Description of the task -> Please write out all the data that follows exactly, without the pictures.

[Referring expression pointing data]
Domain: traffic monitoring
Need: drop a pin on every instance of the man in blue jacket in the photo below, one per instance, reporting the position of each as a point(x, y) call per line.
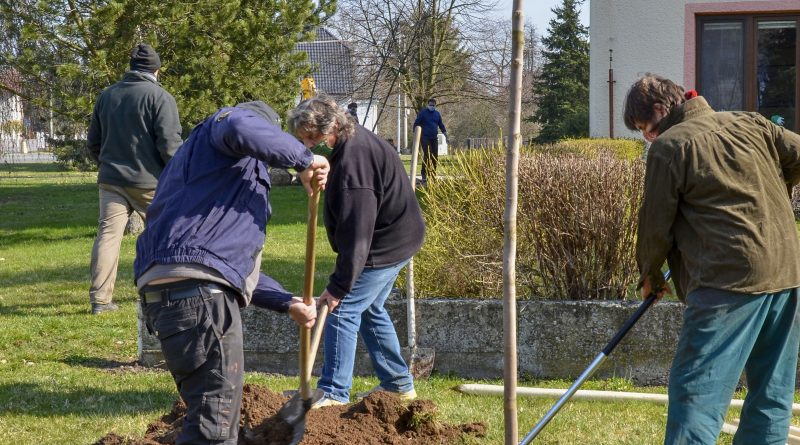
point(198, 259)
point(431, 122)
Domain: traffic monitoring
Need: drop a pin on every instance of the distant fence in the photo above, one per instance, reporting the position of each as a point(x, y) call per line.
point(491, 143)
point(20, 150)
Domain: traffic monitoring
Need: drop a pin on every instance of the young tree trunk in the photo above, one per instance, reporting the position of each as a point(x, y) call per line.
point(510, 228)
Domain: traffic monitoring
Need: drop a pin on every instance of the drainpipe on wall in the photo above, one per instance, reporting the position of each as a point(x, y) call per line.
point(611, 83)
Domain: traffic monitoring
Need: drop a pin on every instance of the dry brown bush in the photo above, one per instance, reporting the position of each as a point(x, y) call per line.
point(576, 226)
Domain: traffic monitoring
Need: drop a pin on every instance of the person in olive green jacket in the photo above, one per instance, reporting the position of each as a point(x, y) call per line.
point(717, 208)
point(134, 131)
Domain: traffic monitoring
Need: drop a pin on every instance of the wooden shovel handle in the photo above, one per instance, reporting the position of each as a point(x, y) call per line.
point(316, 336)
point(308, 294)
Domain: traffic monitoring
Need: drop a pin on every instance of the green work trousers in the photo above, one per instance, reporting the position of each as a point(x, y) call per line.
point(723, 334)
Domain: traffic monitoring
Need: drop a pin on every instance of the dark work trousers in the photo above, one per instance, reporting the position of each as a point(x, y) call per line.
point(201, 338)
point(430, 156)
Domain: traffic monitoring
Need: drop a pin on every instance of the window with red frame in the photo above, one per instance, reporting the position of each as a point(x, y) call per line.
point(749, 62)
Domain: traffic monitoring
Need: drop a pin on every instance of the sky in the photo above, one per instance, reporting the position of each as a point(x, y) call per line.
point(539, 12)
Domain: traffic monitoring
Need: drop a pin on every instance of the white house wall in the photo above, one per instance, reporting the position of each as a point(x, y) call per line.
point(655, 36)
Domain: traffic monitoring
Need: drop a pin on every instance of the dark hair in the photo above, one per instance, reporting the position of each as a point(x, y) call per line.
point(145, 58)
point(651, 89)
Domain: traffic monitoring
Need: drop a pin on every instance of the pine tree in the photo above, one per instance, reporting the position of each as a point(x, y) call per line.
point(214, 53)
point(562, 88)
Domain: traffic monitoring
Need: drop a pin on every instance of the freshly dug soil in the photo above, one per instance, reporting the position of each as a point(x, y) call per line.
point(379, 419)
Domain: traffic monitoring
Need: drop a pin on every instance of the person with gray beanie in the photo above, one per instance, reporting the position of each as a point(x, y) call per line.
point(134, 130)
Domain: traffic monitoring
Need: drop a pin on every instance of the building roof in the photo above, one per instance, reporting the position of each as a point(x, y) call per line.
point(331, 59)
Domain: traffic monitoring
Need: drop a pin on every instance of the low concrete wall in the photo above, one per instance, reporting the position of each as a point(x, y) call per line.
point(556, 339)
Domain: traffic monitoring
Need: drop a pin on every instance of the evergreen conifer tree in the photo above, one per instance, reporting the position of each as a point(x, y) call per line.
point(562, 89)
point(214, 53)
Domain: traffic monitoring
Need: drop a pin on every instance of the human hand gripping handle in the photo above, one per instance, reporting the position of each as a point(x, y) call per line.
point(302, 314)
point(315, 175)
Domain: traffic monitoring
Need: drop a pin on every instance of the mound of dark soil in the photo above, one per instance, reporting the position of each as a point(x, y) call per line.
point(380, 419)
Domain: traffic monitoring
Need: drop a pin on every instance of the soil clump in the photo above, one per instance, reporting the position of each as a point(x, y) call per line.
point(379, 419)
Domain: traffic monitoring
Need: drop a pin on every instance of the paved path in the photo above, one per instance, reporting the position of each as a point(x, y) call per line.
point(24, 158)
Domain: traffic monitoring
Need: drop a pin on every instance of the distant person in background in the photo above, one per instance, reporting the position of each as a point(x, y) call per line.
point(134, 131)
point(352, 108)
point(431, 122)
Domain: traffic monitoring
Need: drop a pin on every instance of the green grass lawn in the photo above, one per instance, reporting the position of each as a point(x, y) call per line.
point(67, 377)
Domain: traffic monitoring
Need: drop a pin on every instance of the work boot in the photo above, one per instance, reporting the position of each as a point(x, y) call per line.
point(320, 400)
point(407, 395)
point(98, 308)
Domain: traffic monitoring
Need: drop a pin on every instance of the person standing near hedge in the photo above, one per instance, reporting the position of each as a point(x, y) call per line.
point(431, 122)
point(717, 208)
point(134, 131)
point(375, 225)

Result below ->
Domain: traffic monitoring
Need: drop a pin on every instance of the man in blue jacket in the photo below, one per instance, reporting the position of each as a point(x, y) call per line.
point(198, 259)
point(431, 122)
Domain: traffic monitoring
Need: drop a pin on every instance of the distant fence in the photo above, one per instance, reporting the position of each as a point(x, y) call per line.
point(491, 143)
point(20, 150)
Domain: traffic monitoring
Need: drop a pin on every instance of the young tree trunk in the photo above, one per instance, reporting the position of each as a point(x, y) call per line.
point(510, 228)
Domain: traffic monitoring
Need: drop a pin on every instance of the drainpipe on wall in the photo above, one per instance, reporting the position of each as a point(x, y) call per line.
point(611, 83)
Domain: traffic monitoring
Need: drop a pin on every instance of the dry brown bush in the photo above, one per instance, reporting the position of each as a point(x, y) call per line.
point(576, 226)
Domain: traffic monitoring
Need: drop a pin on every instance of the person in olive green jacket in the photo above, one per instance, reporting the position of each as a point(x, y) call per line.
point(717, 208)
point(134, 131)
Domain: traffic monitoring
Need: drop a pin on every instance of the wooden shovel handle in the photo above, one per instance, reporting the position of each as a point(x, y) call per line.
point(316, 336)
point(308, 294)
Domain: traffic monitoring
Need: drop a pin on every instance of the green work trousers in the photo above, one per instance, reporting the position of each as a point(x, y) call per line.
point(723, 334)
Domain: traffic monitoring
Need: drop a pin on every instance of the dark work trousers in the photo above, one per instance, reporting the position of each as a point(x, y) call per line.
point(201, 338)
point(430, 156)
Domain: traffic monitoring
Need: drop a pin on every instance of the window with red frame in the photo above, one per instance, reporting the position of each as a point(x, y) call per line.
point(749, 62)
Domain: traffic monitoring
Need: drop a pin on every instance of the sky in the photo above, one per instance, reporting the position of each as a point(x, y) call per line.
point(539, 12)
Domain: traffic monitoring
Need: drop a pin on every instance of the white house wall in the photo above, one per instance, reporting the position of each as a point(x, y) call per line.
point(655, 36)
Domain: traffic monitoring
Need: drop a pin on every instance of the dark hair in the photo above, one per instance, reporting the position of each as a point(x, y) call per line.
point(145, 58)
point(651, 89)
Domain: traffic monitoring
Need: drop a pin on every instance of the pine tree in the photo above, one per instance, reporting the position of each as a point(x, y) call per line.
point(214, 53)
point(562, 88)
Domain: traffic monitoring
Need: drop a pin on every instance of the freshly dug soil in the photo above, one per instance, reporting the position of each as a point(x, y) call per line.
point(379, 419)
Domain: traffic monitoring
Need: drop a pin on every instance of the person with gray beanie in the photo above, one per instance, reporting the position of each as a point(x, y) call per line.
point(134, 130)
Domain: traffic monitoring
Need: drop a pin on every instance of the building roof in the photo above, one per instance, reporting the position of each as a point(x, y) call per line.
point(331, 59)
Domain: traffic monitoring
Need: drop a pin on every instance of the low concrete wall in the photo above, one per instance, reporting the position of each as a point(x, y) call per line.
point(556, 339)
Domain: traffic monitoring
Need: drop a pin on every instance of the evergreen conifer tree in the photo above, one per instance, reporting the position of each as a point(x, y) call per line.
point(562, 89)
point(214, 53)
Domain: traffic monitoring
Need: drop a pin on every instance of the human hand gripping handle in the photo above, one per instance, reporting the position of each as a point(x, y) call per line.
point(302, 314)
point(315, 175)
Domain: traffic monitoring
Need: drop a pin on every instance of the mound of dark soil in the photo above, one per instance, reporting the position of each as a point(x, y) call per line.
point(380, 419)
Domain: traffic monitoring
Need: drop a pin on every instance of the soil clump in the photo above, one per instance, reporting the position of each as a point(x, y) call per line.
point(379, 419)
Domain: traffic monitoring
Need: drop a pin on every instance of the paved path in the photo above, one per instance, reporting the position of each as a point(x, y) call per line.
point(24, 158)
Domain: traffic monitoring
Need: drop a pin on every instance of the distant person in background in the photo above, one per instance, reporting the position of each as a point(x, y) call per line.
point(134, 131)
point(352, 108)
point(431, 122)
Domain: traffic monitoring
Need: drop a pin on every instance of the green grass lawn in the photo above, one per instance, reporting the position of each as a point(x, y) call per line.
point(67, 377)
Domain: traffic monitoring
Need: drop a pin on every instance of the work boot in the photo above, one per instance, reporting the position of each as a point(x, y) call per line.
point(320, 400)
point(407, 395)
point(98, 308)
Domain: traffic monitoring
Need: drop a pin on every instance of the person standing near hedge in the photo above, one per instance, reporting the position of each as a point(x, y) call per line.
point(431, 122)
point(717, 208)
point(134, 131)
point(375, 225)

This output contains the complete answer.